The forecast indicates the bad weather will clear out by Wednesday with Wednesday and Thursday being mostly sunny. Note that in the tropics you cannot depend on such forecasts but they are an indicator.
Saturday, May 29, 2010
8:30 PM Saturday May 29, 2010
In the last hour, landslides have been reported at the Cejusa Bridge, 13 Calle Aguilar Batres, Calzada La Paz at the Belice Bridge, and Cayalá Boulevard in Guatemala City. Landslides and homes damaged in Sector Tecun Uman, Santa Luisa de Chinautla.
The Rio Michatoya and Rio Pensativo have overtopped their banks and are flooding.
The Ciudad Quetzal Bridge has collapsed.
A sinkhole 20 meters in depth and 15 meters in diameter has opened in Zone 2 of Guatemala City.
Landslide on the Anillo Periférico, Guatemala City. Two vehicles trapped.
The Palín Escuintla highway has been closed.
Tropical Storm Agatha has come ashore along the southern part of the coast of the Department of San Marcos.
Heavy rains from Tropical Storm Agatha are causing flooding in Antigua and parts of Guatemala City.
Evacuations are taking place in Antigua, Guatemala as the Rio Pensativo is flooding.
Red alert has been declared in Chamerpico, Retalhuleu. Evacuation of the whole area is underway due to massive waves and flooding.
Fallen trees are causing widespread power outages. Heavy rains are causing landslides. 12 reported dead.
Heavy flooding and evacuations are underway in Zone 2 and Zone 5 of Quetzaltenango. The water in the streets is chest high in places and rescue personnel are using boats to reach those in need of assistance.
President Alvaro Colom had already declared disaster areas in the Departments of Guatemala, Esquintla, and Sacatepequez due to the eruption of Volcan Pacaya.
This afternoon he extended it to the whole country due to the combination of continued eruptions from Pacaya and the arrival of Tropical Storm Agatha.
Tropical Storm Agatha is expected to make landfall on the Pacific coast of Guatemala. The Hurricane Center in Miami says the storm could drop up to 20 inches of rain across Guatemala, El Salvador, and parts of Mexico which are likely to cause landslides and flooding.
In Guatemala, the flooding could be worse than usual because the ash from Volcan Pacaya will obstruct both natural and man-made drainage systems.
Pacaya began erupting on Thursday and has spread 2 to 5 centimeters of volcanic ash (which is rough black sand and gravel) over three departments of Guatemala including all of Guatemala City. Some ash has fallen as far away as Alta Verapaz.
Keep up on the latest storm positions and weather conditions here:
Friday, May 28, 2010
Last night (Thursday night, May 27, 2010) Volcan Pacaya had an event at 6:55 PM local time. This morning I've gotten some concerned questions from overseas about Pacaya's eruption.
There is no problem, no effects in Eastern Guatemala. The problem is limited to the usual places that get ashfalls when Pacaya has an event, that is the skirts of the volcano itself, parts of Esquintla, Sacatepequez, and Guatemala City, nowhere near Rio Dulce.
Pacaya's ash is essentially black sand and parts of Guatemala City got up to a couple of centimeters of it. The mess is made a bit worse by the rain and it is hoped that it can be kept out of the sewers and storm drains otherwise it will plug those up and make a bigger mess.

***

### [What to work on]
Decide whether each statement agrees with the storm and eruption report, answering yes or no and quoting the deciding words: (a) The Ciudad Quetzal Bridge collapsed. (b) According to the Friday, May 28 entry, ash from Pacaya fell around Rio Dulce. (c) The sinkhole in Zone 2 of Guatemala City is 20 meters deep.

[Saved entries]
***

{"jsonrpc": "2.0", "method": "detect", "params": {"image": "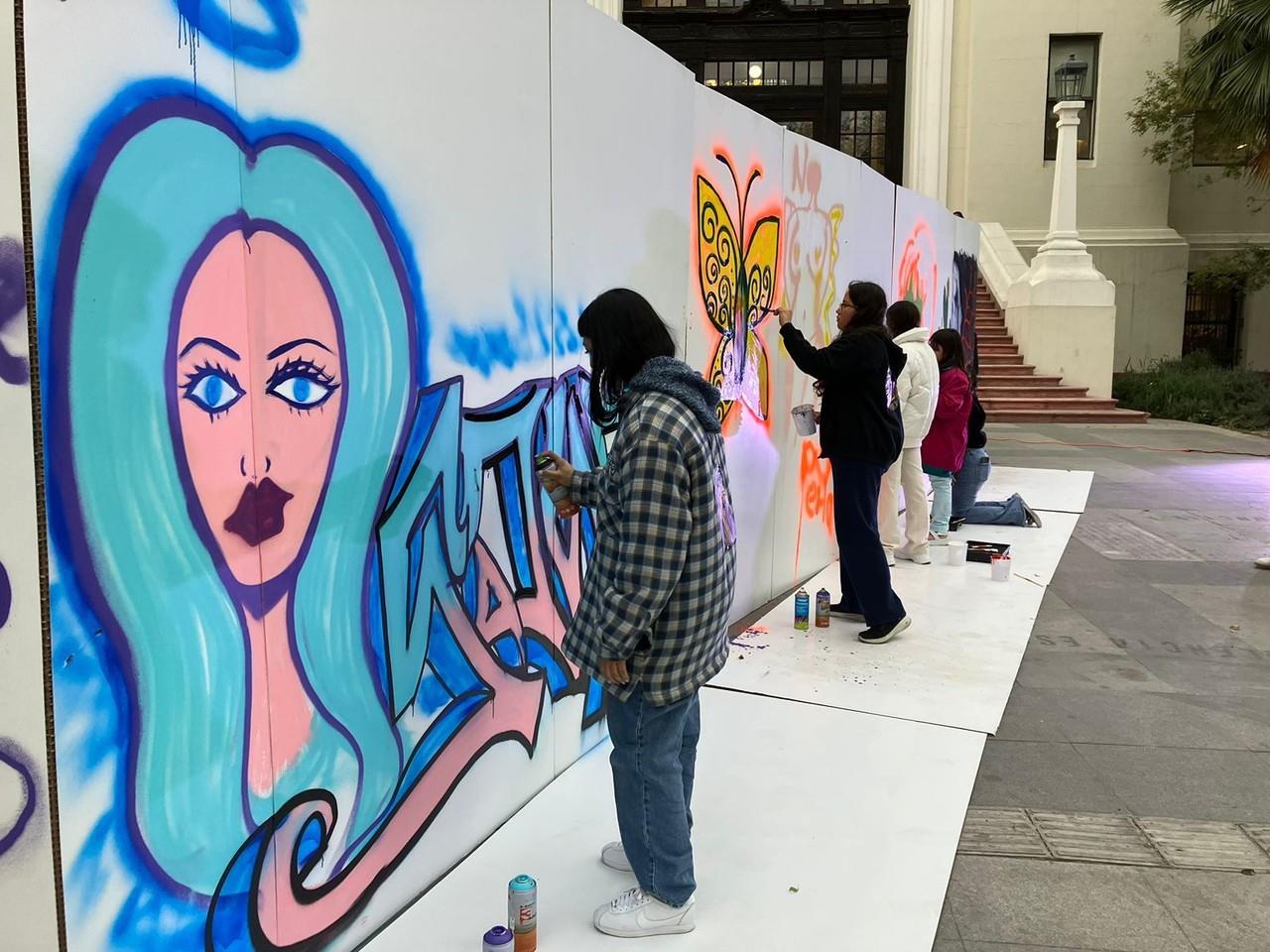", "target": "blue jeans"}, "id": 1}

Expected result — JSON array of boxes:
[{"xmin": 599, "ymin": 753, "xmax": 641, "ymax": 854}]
[
  {"xmin": 607, "ymin": 688, "xmax": 701, "ymax": 906},
  {"xmin": 952, "ymin": 449, "xmax": 1028, "ymax": 526},
  {"xmin": 952, "ymin": 448, "xmax": 992, "ymax": 522},
  {"xmin": 926, "ymin": 470, "xmax": 952, "ymax": 536}
]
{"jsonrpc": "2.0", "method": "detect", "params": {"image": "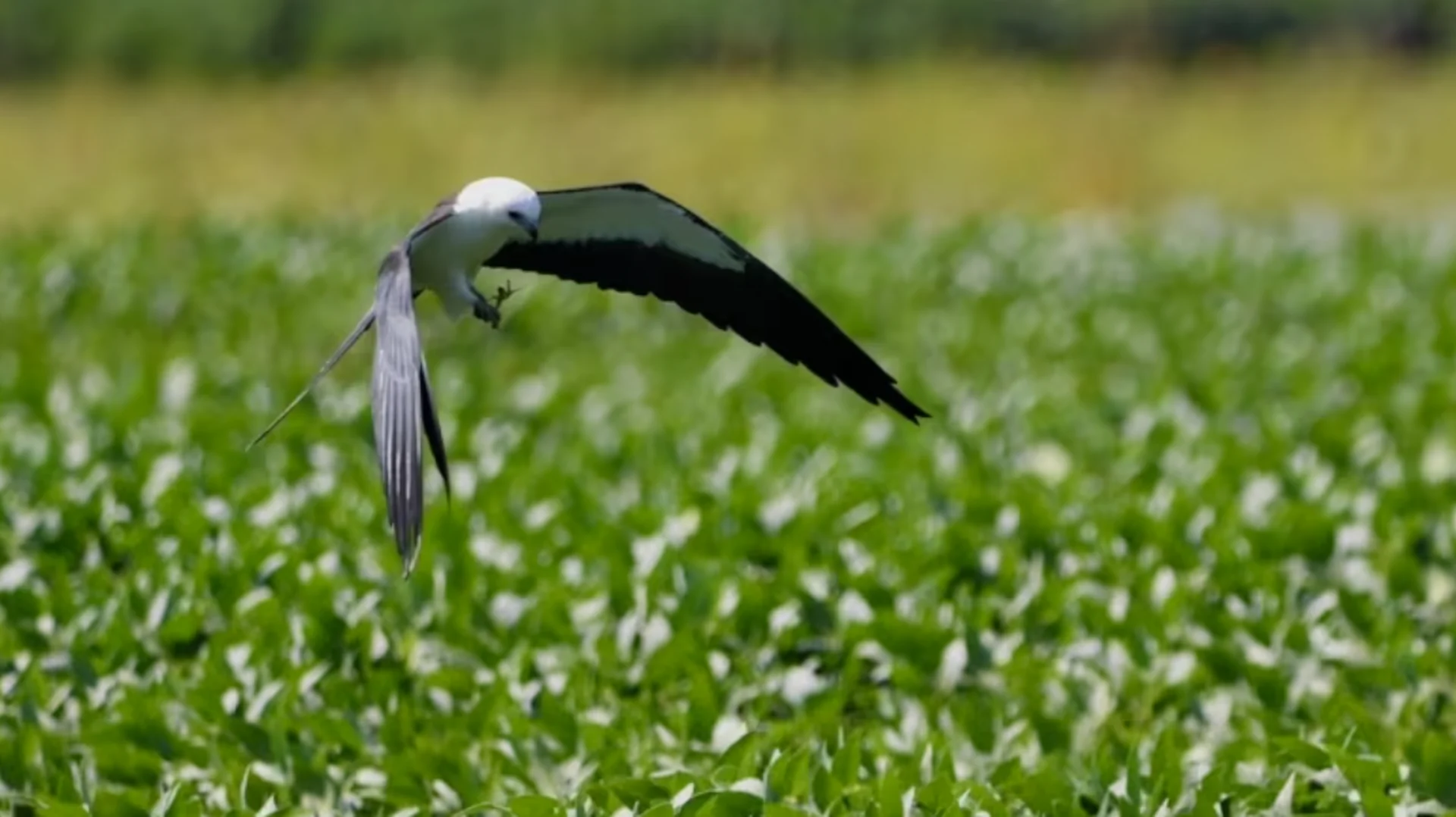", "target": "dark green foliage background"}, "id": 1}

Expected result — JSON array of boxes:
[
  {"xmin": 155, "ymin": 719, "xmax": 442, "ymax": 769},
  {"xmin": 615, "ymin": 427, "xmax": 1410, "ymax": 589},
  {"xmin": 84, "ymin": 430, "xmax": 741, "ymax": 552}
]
[{"xmin": 0, "ymin": 0, "xmax": 1456, "ymax": 77}]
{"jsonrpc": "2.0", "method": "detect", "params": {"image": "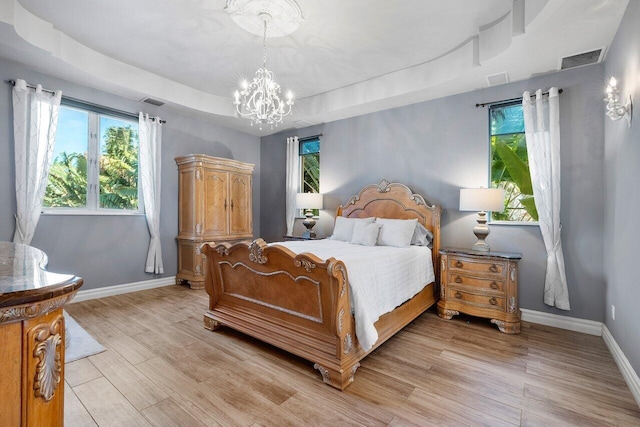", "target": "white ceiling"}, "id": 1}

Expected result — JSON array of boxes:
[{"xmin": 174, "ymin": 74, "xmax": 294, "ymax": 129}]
[{"xmin": 0, "ymin": 0, "xmax": 628, "ymax": 135}]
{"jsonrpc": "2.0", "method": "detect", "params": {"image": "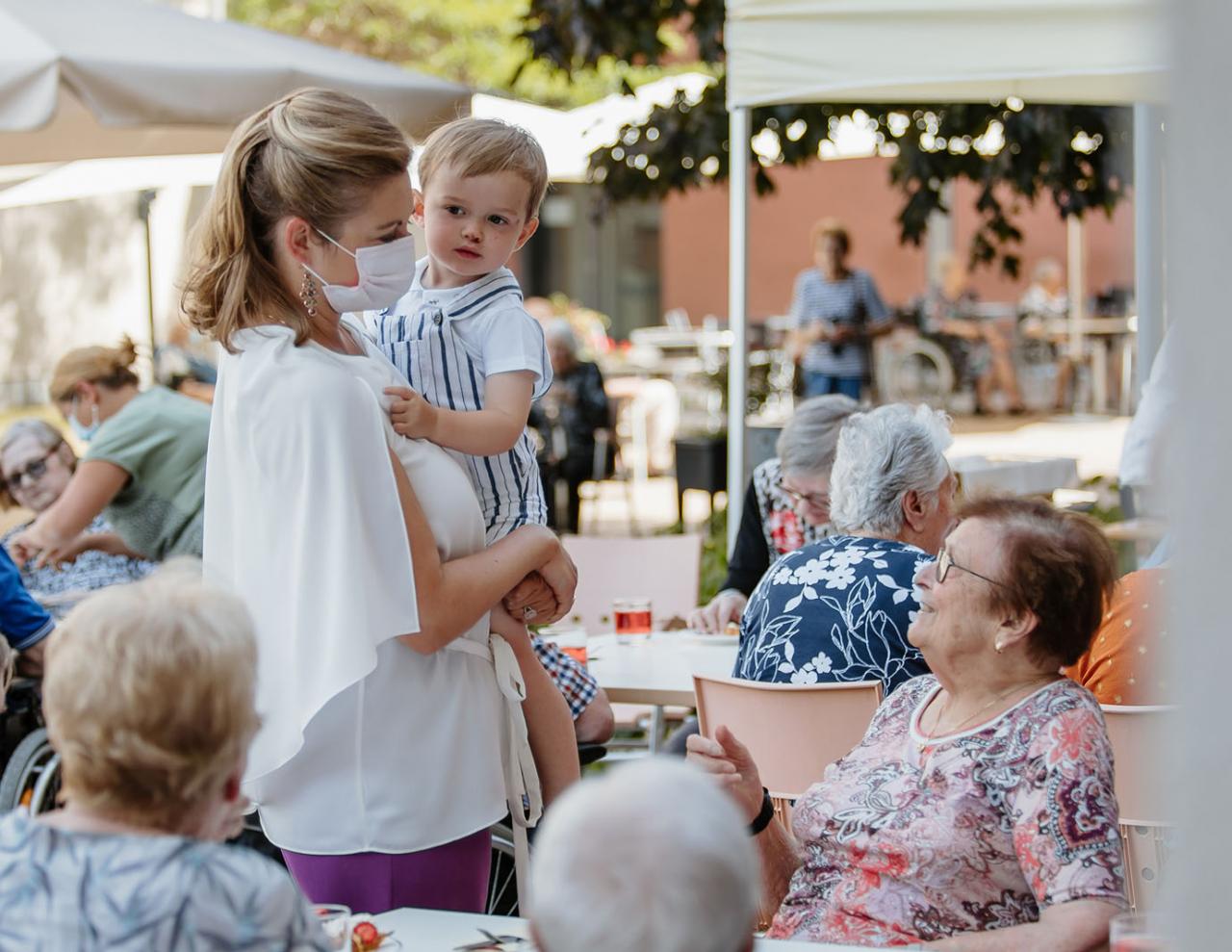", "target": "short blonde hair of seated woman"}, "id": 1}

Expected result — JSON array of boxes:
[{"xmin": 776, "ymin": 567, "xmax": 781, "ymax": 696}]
[{"xmin": 43, "ymin": 559, "xmax": 260, "ymax": 832}]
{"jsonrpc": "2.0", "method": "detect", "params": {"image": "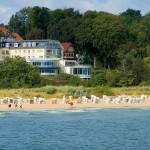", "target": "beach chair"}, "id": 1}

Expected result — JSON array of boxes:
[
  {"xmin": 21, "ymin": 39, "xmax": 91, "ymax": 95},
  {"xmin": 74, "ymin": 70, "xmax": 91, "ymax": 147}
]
[{"xmin": 52, "ymin": 99, "xmax": 57, "ymax": 104}]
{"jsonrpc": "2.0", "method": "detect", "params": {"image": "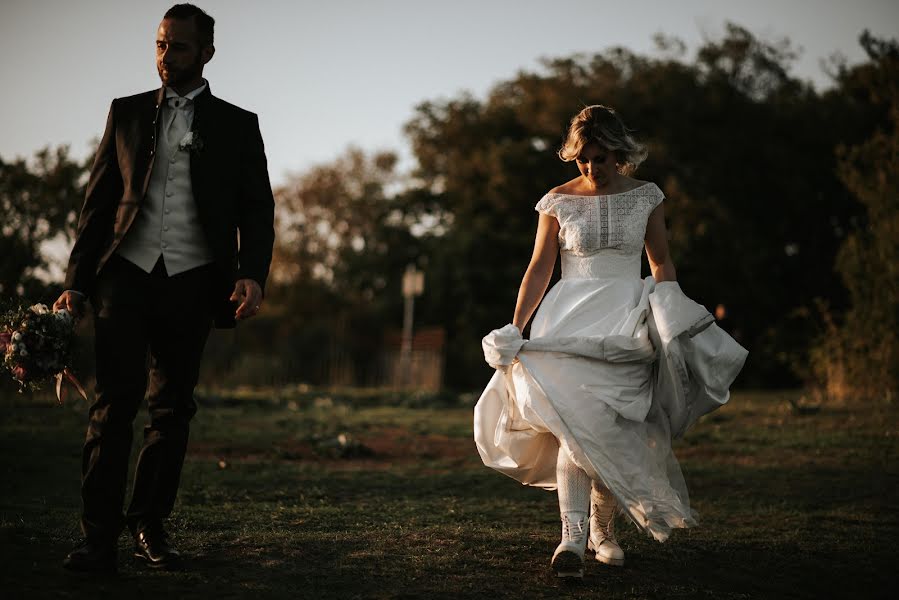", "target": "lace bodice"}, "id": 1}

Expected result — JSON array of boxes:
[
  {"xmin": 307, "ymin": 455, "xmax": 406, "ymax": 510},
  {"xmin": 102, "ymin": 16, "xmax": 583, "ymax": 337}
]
[{"xmin": 534, "ymin": 183, "xmax": 664, "ymax": 256}]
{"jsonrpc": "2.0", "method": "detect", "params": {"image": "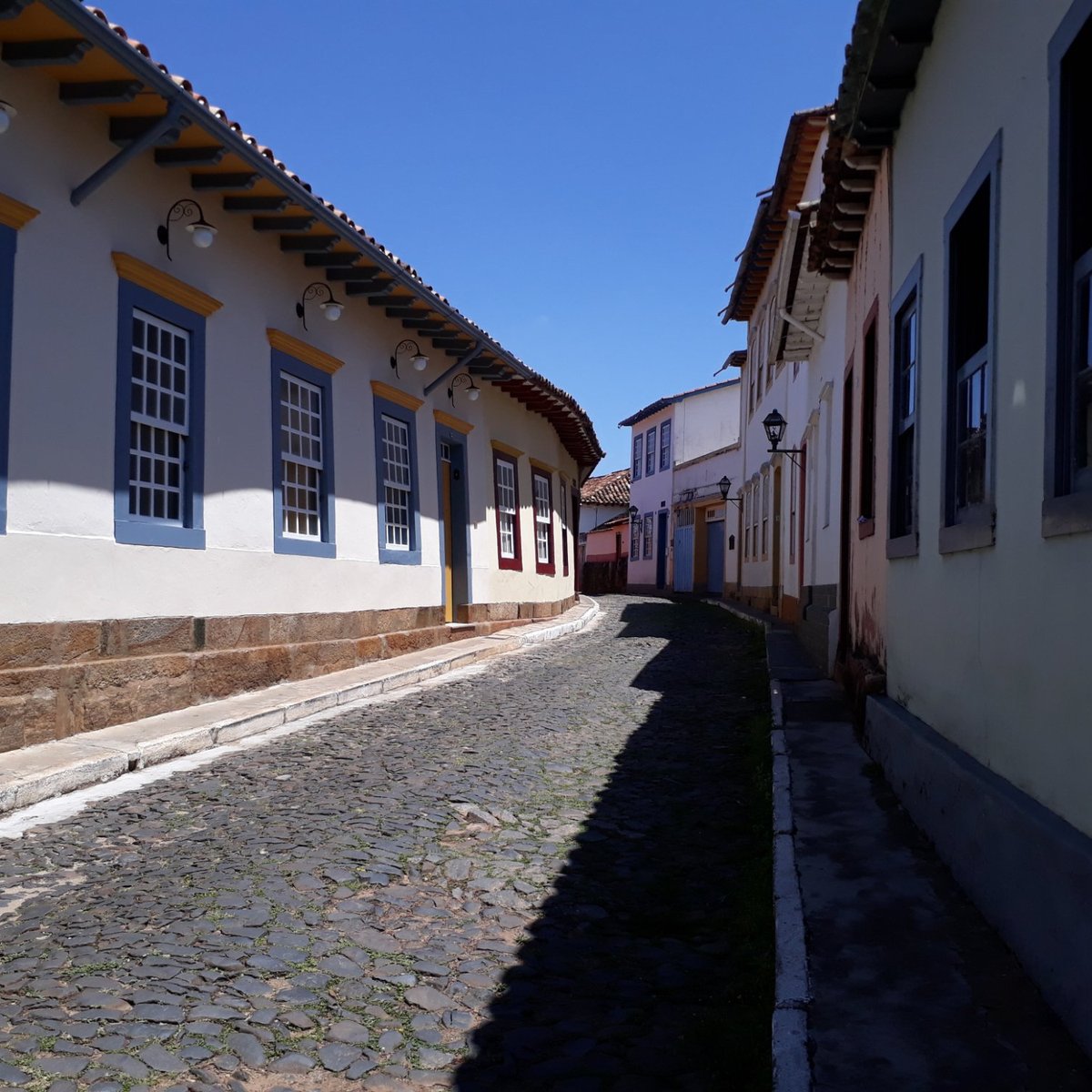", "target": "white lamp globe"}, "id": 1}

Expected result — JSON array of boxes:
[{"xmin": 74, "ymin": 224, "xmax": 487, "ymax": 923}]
[{"xmin": 187, "ymin": 224, "xmax": 217, "ymax": 250}]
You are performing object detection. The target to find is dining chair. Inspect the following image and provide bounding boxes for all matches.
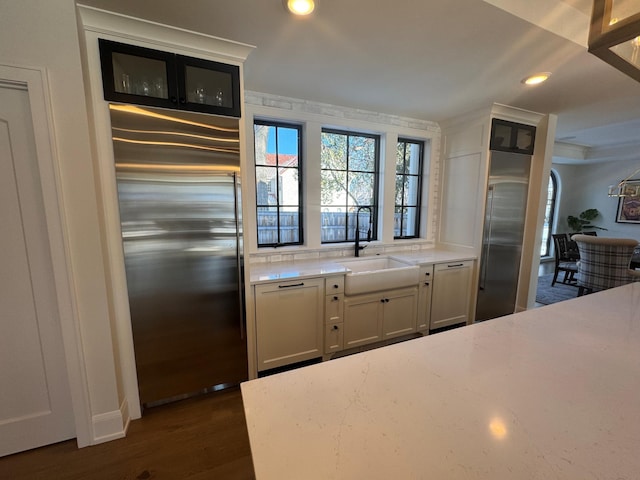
[551,233,578,287]
[571,234,640,296]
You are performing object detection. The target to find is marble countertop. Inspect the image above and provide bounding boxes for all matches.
[249,248,476,284]
[241,283,640,480]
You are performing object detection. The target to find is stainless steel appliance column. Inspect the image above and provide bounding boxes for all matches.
[476,151,531,320]
[111,106,248,406]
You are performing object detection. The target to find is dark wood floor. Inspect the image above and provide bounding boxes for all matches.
[0,388,255,480]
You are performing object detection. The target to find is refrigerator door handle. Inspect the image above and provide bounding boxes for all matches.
[233,172,246,339]
[479,185,494,290]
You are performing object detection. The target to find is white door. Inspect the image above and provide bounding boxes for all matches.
[0,79,75,456]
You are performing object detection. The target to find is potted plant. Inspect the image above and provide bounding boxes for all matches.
[567,208,606,233]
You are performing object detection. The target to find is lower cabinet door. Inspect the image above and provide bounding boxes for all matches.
[382,287,418,339]
[431,261,473,330]
[344,295,382,349]
[255,278,324,371]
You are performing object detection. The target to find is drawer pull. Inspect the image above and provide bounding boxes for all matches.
[278,282,304,288]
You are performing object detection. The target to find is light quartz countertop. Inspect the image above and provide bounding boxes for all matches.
[250,248,476,284]
[242,283,640,480]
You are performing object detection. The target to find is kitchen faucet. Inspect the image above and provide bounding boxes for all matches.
[355,207,373,257]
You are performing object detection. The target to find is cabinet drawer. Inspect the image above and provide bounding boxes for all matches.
[324,275,344,295]
[324,293,344,324]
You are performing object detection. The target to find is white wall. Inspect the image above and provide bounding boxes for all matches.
[0,0,122,445]
[552,160,640,241]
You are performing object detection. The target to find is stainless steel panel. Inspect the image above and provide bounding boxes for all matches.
[111,106,248,404]
[476,151,531,320]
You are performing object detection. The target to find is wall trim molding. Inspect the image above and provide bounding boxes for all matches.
[91,408,128,445]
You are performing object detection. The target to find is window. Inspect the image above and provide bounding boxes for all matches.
[393,138,424,238]
[320,129,380,243]
[254,120,303,247]
[540,171,558,257]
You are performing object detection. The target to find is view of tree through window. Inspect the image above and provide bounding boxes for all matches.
[320,129,380,243]
[254,120,302,247]
[393,138,424,238]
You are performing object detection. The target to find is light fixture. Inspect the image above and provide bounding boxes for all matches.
[282,0,316,16]
[589,0,640,82]
[521,72,551,85]
[609,168,640,197]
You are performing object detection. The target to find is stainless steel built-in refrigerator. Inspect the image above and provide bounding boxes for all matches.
[110,104,248,405]
[476,151,531,320]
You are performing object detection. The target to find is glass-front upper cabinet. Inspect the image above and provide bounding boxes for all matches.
[489,118,536,155]
[99,39,240,117]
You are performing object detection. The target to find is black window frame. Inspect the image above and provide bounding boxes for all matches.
[253,118,304,248]
[320,127,381,245]
[393,137,425,240]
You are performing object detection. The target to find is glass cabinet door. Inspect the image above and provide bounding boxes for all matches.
[100,39,177,108]
[177,55,240,117]
[489,118,536,155]
[99,39,240,117]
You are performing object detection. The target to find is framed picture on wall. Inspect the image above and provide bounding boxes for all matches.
[616,179,640,223]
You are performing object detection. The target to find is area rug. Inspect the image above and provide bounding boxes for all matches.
[536,272,578,305]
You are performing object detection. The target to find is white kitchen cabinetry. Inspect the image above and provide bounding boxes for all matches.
[344,286,418,348]
[417,265,433,333]
[430,260,473,330]
[255,278,325,371]
[324,275,344,354]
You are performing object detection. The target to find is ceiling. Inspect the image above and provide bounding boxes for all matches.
[78,0,640,163]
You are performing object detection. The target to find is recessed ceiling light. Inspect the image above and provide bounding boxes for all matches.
[522,72,551,85]
[283,0,316,16]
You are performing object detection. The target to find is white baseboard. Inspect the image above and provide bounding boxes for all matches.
[92,402,129,445]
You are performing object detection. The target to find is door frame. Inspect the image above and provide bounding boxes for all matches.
[0,64,94,447]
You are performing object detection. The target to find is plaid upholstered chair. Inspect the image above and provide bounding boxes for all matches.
[571,235,640,296]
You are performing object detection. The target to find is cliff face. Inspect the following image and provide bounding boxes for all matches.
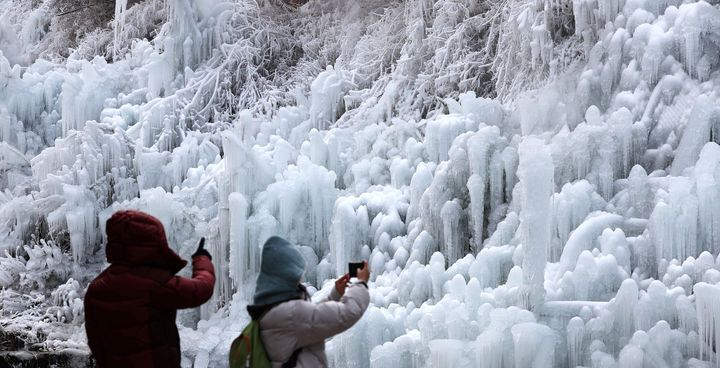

***

### [Expected answer]
(a) Yes: "The Ciudad Quetzal Bridge has collapsed."
(b) No: "nowhere near Rio Dulce."
(c) Yes: "A sinkhole 20 meters in depth and 15 meters in diameter has opened in Zone 2 of Guatemala City."